Give as a numbered list the lines of the entries below, starting at the line that contains "hand, one point per instance." and ending at the line that contains "[[64, 387]]". Leave out blank lines and pictures.

## MATERIAL FOR THIS EXERCISE
+++++
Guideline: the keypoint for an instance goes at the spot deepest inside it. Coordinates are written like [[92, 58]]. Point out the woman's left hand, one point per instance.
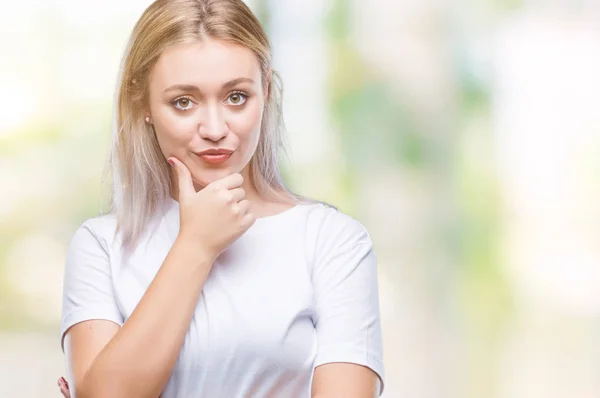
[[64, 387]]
+++++
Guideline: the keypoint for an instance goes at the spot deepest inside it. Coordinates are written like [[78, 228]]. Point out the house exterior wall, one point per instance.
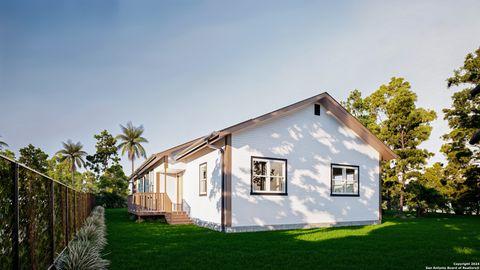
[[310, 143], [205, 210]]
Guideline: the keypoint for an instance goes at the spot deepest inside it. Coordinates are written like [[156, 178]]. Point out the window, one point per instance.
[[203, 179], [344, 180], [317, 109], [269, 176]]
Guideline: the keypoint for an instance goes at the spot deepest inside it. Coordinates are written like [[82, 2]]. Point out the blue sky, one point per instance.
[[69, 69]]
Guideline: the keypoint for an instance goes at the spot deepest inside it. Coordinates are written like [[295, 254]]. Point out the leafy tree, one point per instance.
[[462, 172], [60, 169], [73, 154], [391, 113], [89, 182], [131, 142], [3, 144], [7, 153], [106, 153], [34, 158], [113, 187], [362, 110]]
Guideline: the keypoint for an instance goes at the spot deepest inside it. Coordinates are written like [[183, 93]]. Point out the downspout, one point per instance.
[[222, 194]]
+++++
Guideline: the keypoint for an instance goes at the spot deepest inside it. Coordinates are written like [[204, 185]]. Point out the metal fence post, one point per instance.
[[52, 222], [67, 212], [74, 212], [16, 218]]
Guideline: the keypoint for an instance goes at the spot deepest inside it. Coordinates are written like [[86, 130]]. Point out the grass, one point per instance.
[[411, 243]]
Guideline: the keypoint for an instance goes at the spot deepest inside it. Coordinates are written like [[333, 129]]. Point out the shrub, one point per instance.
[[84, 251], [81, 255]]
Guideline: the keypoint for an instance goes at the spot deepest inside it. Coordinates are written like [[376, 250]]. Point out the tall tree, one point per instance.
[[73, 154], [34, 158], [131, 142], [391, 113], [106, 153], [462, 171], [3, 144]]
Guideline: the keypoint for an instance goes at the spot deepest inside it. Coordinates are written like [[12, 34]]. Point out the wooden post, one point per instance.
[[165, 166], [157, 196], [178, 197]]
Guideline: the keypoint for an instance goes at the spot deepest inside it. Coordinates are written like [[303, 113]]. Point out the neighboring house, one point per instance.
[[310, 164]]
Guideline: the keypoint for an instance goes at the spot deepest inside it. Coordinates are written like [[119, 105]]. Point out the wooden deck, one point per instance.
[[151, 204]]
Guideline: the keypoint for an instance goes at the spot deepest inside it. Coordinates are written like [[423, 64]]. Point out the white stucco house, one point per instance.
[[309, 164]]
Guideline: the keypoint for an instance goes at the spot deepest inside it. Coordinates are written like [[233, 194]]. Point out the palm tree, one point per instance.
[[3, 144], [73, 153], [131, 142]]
+++++
## SOLUTION TO THE PROBLEM
1. Guideline: the keypoint for an instance goes at the spot deepest inside it. Coordinates are written like [[92, 58]]. Point out the woman's left hand, one point per instance.
2. [[64, 387]]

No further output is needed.